Exercise requirements: Below is a block of records; repeat all of them exactly.

Data excerpts:
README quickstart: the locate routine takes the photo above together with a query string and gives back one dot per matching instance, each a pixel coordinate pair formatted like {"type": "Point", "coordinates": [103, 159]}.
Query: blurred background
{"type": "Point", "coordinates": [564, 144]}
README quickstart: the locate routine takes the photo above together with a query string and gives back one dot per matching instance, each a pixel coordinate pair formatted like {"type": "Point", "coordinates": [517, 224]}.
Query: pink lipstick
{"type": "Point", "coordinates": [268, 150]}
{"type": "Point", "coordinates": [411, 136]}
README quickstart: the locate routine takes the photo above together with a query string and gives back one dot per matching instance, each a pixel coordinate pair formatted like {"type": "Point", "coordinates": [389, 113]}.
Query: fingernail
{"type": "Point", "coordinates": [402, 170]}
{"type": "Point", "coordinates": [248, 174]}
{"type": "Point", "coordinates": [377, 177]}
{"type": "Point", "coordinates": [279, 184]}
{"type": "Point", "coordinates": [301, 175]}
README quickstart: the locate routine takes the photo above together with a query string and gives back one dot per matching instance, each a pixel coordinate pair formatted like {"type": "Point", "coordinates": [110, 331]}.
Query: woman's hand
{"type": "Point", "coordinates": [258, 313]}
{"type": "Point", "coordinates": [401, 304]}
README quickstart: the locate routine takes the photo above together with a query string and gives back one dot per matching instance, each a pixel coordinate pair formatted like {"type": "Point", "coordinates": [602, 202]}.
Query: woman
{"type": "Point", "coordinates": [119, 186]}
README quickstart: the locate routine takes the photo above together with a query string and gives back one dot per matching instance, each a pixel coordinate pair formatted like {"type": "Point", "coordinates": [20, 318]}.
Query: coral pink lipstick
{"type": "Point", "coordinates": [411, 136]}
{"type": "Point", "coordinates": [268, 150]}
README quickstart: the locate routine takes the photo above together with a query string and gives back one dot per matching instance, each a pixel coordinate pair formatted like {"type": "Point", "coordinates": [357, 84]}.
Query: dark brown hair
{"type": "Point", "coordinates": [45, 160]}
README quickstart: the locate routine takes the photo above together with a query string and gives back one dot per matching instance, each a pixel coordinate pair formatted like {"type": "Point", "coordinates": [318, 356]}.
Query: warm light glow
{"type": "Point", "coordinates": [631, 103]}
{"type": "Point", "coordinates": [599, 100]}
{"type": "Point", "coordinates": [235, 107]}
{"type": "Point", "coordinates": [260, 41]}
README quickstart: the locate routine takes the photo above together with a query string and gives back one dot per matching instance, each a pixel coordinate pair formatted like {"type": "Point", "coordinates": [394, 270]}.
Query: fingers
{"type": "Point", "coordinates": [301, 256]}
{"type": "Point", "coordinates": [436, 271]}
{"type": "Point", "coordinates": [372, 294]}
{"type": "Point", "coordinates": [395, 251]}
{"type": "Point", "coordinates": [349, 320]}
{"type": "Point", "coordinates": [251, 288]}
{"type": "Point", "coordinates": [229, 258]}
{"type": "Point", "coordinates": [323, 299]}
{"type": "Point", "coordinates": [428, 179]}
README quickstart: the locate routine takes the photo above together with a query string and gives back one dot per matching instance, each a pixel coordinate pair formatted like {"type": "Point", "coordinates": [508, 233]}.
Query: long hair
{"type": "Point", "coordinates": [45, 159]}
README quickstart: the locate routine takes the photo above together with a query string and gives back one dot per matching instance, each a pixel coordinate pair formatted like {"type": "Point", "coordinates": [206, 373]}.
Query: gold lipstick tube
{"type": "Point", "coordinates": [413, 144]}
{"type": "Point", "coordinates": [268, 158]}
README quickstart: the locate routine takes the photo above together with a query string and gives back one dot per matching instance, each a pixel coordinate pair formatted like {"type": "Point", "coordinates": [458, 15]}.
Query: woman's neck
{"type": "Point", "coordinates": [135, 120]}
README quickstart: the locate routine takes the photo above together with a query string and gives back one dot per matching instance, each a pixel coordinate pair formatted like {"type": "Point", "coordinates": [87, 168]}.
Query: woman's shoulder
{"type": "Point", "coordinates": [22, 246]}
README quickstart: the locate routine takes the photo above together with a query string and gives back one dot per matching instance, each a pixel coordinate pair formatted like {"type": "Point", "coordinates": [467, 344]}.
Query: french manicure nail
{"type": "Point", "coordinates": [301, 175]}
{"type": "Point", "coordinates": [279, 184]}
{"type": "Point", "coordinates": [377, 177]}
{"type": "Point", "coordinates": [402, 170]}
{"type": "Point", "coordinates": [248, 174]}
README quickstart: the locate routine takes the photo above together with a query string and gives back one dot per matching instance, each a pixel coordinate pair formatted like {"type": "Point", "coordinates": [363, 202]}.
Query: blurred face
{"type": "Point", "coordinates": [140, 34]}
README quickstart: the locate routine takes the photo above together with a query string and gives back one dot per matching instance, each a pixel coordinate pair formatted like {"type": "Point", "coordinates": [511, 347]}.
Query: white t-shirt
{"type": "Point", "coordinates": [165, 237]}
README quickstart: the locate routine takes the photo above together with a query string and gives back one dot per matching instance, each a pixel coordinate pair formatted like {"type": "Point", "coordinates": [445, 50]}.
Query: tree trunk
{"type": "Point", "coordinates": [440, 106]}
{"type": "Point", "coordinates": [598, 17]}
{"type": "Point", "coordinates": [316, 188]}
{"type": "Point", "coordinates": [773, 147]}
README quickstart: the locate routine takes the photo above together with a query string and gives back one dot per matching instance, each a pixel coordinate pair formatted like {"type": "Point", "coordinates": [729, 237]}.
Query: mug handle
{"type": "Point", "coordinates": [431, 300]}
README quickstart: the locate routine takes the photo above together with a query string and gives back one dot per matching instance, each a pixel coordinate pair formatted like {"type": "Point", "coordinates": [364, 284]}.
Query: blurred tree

Worked solution:
README quickstart: the locate routine takes the photo above together with a query string and gives back one dot per matching instance, each a pixel coordinate pair formatted like {"type": "Point", "coordinates": [103, 159]}.
Query: blurred background
{"type": "Point", "coordinates": [564, 144]}
README quickstart: the locate routine takes the photo above together with a query string and gives back one dot per matching instance, each a pixel coordinate pair formatted like {"type": "Point", "coordinates": [517, 224]}.
Query: pink lipstick
{"type": "Point", "coordinates": [268, 150]}
{"type": "Point", "coordinates": [411, 136]}
README quickstart: the locate routine takes the photo above together with a query string and gives back one dot per matching instance, each a pixel coordinate pair formatted like {"type": "Point", "coordinates": [389, 113]}.
Query: fingernail
{"type": "Point", "coordinates": [402, 170]}
{"type": "Point", "coordinates": [248, 174]}
{"type": "Point", "coordinates": [377, 177]}
{"type": "Point", "coordinates": [279, 184]}
{"type": "Point", "coordinates": [301, 175]}
README quickstart: the locate routine takes the photo above together with a query string and gives back one dot per matching instance, each a pixel coordinate pair formatted like {"type": "Point", "coordinates": [110, 331]}.
Query: woman's hand
{"type": "Point", "coordinates": [258, 313]}
{"type": "Point", "coordinates": [401, 304]}
README quickstart: the locate routine takes the photo above together with a query string and gives back one dot per matching instance, each a pixel coordinate pair formatted like {"type": "Point", "coordinates": [602, 202]}.
Query: woman
{"type": "Point", "coordinates": [119, 186]}
README quickstart: the locate routine takes the photo above together with a query string and gives back one dot per matching instance, each a pixel coordinate pair formatted like {"type": "Point", "coordinates": [20, 318]}.
Query: coral pink lipstick
{"type": "Point", "coordinates": [411, 136]}
{"type": "Point", "coordinates": [268, 150]}
README quickstart: the locate routine takes the photo above together with a query string and gives back one dot per matching instance, each a pixel coordinate pair formatted like {"type": "Point", "coordinates": [357, 84]}.
Query: dark brown hair
{"type": "Point", "coordinates": [45, 160]}
README quickstart: the locate routine takes the photo above together with a query string and gives back one dot per matching instance, each a pixel coordinate pair formatted like {"type": "Point", "coordinates": [318, 356]}.
Query: warm light glow
{"type": "Point", "coordinates": [631, 103]}
{"type": "Point", "coordinates": [599, 100]}
{"type": "Point", "coordinates": [235, 107]}
{"type": "Point", "coordinates": [260, 41]}
README quickstart: the locate routine takes the photo above together with a query string and gives back one dot per matching instance, each a pixel coordinate pair formatted like {"type": "Point", "coordinates": [394, 270]}.
Query: fingers
{"type": "Point", "coordinates": [301, 256]}
{"type": "Point", "coordinates": [436, 271]}
{"type": "Point", "coordinates": [372, 294]}
{"type": "Point", "coordinates": [395, 251]}
{"type": "Point", "coordinates": [349, 320]}
{"type": "Point", "coordinates": [251, 288]}
{"type": "Point", "coordinates": [229, 258]}
{"type": "Point", "coordinates": [323, 299]}
{"type": "Point", "coordinates": [428, 179]}
README quickstart: the locate routine takes the photo above together with a query string and gives back one dot per matching instance, each a pixel coordinate pair formatted like {"type": "Point", "coordinates": [508, 233]}.
Query: long hair
{"type": "Point", "coordinates": [45, 159]}
README quickstart: the locate routine takes the photo above together with a query string and gives back one dot per matching instance, each a pixel coordinate pair formatted like {"type": "Point", "coordinates": [206, 373]}.
Query: gold lipstick tube
{"type": "Point", "coordinates": [413, 144]}
{"type": "Point", "coordinates": [268, 158]}
README quickstart: the locate routine takes the photo above together with a query string and gives back one dot per matching instance, each a pixel coordinate pair formatted like {"type": "Point", "coordinates": [458, 15]}.
Query: woman's neck
{"type": "Point", "coordinates": [135, 120]}
README quickstart: the locate routine takes the photo above together with a query string and gives back one dot per matching instance, each a pixel coordinate pair formatted like {"type": "Point", "coordinates": [87, 168]}.
Query: woman's shoulder
{"type": "Point", "coordinates": [22, 246]}
README quickstart: the locate routine takes the photo above together with a query string and gives back one dot per matching instance, each a pixel coordinate pair formatted like {"type": "Point", "coordinates": [467, 344]}.
Query: french manicure nail
{"type": "Point", "coordinates": [301, 175]}
{"type": "Point", "coordinates": [279, 184]}
{"type": "Point", "coordinates": [377, 177]}
{"type": "Point", "coordinates": [402, 170]}
{"type": "Point", "coordinates": [248, 174]}
README quickstart: the locate routine takes the photo above together with a query string and gives back one dot per matching instance, each a pixel coordinate pair formatted like {"type": "Point", "coordinates": [363, 202]}.
Query: blurred face
{"type": "Point", "coordinates": [140, 34]}
README quickstart: the locate routine takes the photo above together with a query string and gives back one dot per matching instance, each a pixel coordinate pair formatted like {"type": "Point", "coordinates": [511, 347]}.
Query: white t-shirt
{"type": "Point", "coordinates": [165, 237]}
README quickstart: the locate routine takes the photo above together with a query string and gives back one dot per matching instance, each a pixel coordinate pair formatted like {"type": "Point", "coordinates": [445, 50]}.
Query: tree trunk
{"type": "Point", "coordinates": [440, 106]}
{"type": "Point", "coordinates": [598, 17]}
{"type": "Point", "coordinates": [316, 188]}
{"type": "Point", "coordinates": [773, 147]}
README quickstart: the locate routine takes the photo above together with a query string and gives back one dot per matching instance, each a pixel coordinate pair formatted like {"type": "Point", "coordinates": [729, 237]}.
Query: mug handle
{"type": "Point", "coordinates": [431, 300]}
README quickstart: the locate routine takes the photo above together with a query string and gives back one dot per matching instance, each a pixel coordinate pair formatted like {"type": "Point", "coordinates": [364, 284]}.
Query: blurred tree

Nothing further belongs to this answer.